#### WORK TO BE COMPLETED:
Return every line of the material below that contains the string "space".

#### MATERIAL PROVIDED:
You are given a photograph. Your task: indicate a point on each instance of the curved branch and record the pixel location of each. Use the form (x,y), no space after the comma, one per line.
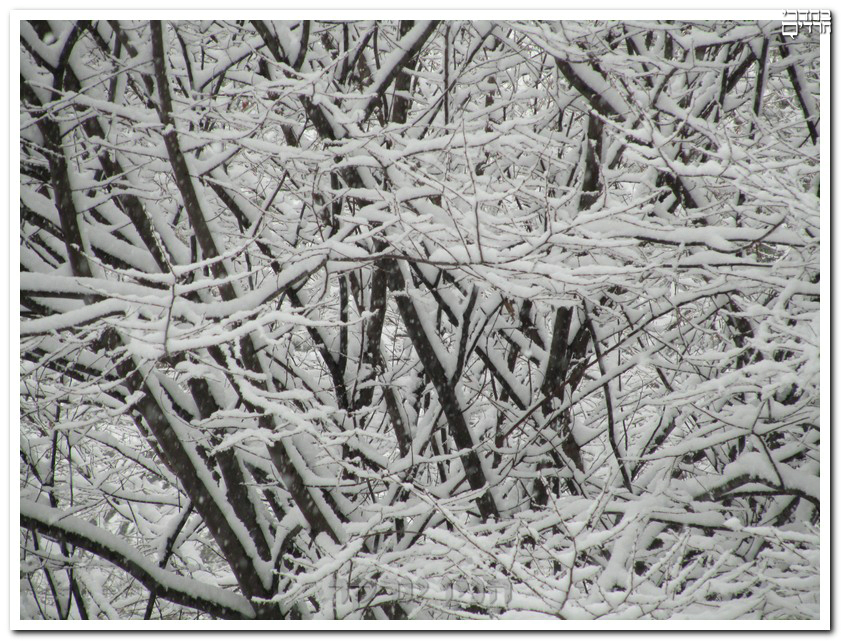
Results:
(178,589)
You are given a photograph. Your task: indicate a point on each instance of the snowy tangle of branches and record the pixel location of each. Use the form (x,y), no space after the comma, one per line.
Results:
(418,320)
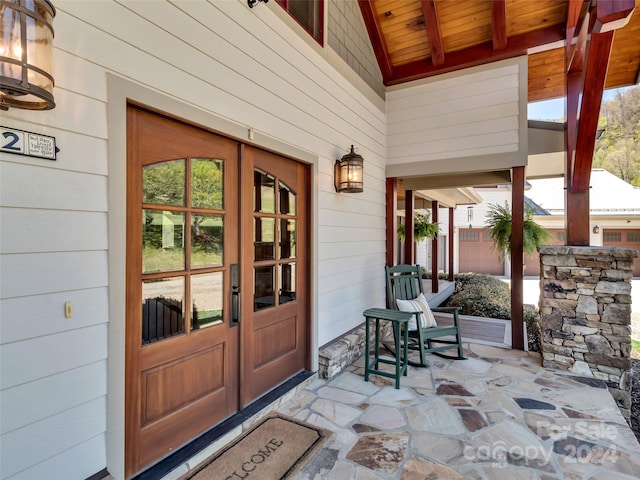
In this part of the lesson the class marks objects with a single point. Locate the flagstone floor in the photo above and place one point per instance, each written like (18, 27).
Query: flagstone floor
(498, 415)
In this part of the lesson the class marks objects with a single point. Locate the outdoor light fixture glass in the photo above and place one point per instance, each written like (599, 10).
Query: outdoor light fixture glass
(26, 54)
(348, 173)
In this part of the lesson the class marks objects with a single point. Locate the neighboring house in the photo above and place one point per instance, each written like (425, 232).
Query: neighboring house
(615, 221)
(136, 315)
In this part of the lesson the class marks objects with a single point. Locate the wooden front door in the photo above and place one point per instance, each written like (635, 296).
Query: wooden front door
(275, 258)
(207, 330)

==

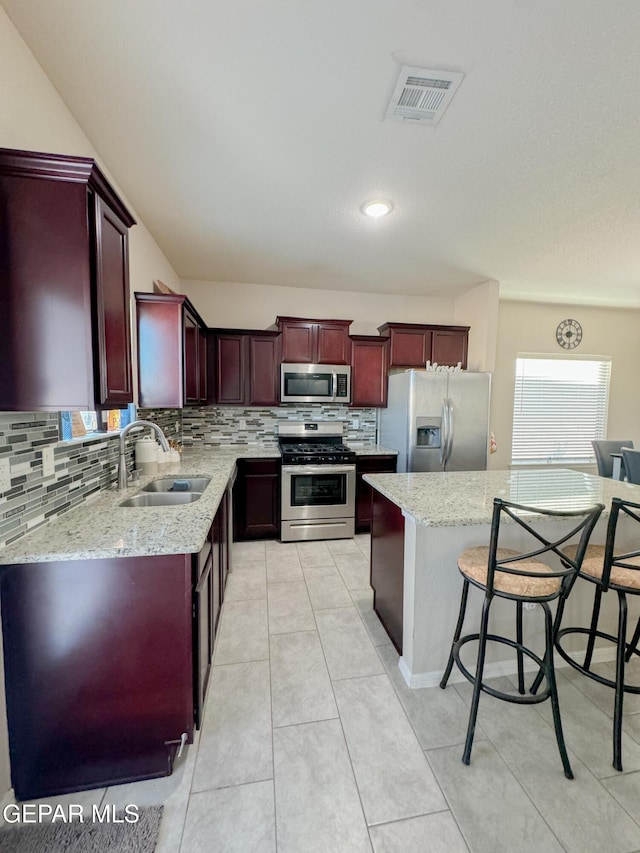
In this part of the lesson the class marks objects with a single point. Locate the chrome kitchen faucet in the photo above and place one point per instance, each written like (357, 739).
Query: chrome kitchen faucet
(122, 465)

#### RESULT OF THIS EXERCISE:
You are given a photograph. Your task: indicate a point on each instance of the curved branch and record the pixel location of each. Use the form (x,y), no space after the comma, one per line.
You are given a photograph. Your task: indicate a point on each instance of the snowy tangle of branches and record the pixel location of each. Use the form (x,y), no space after the comma, one per line.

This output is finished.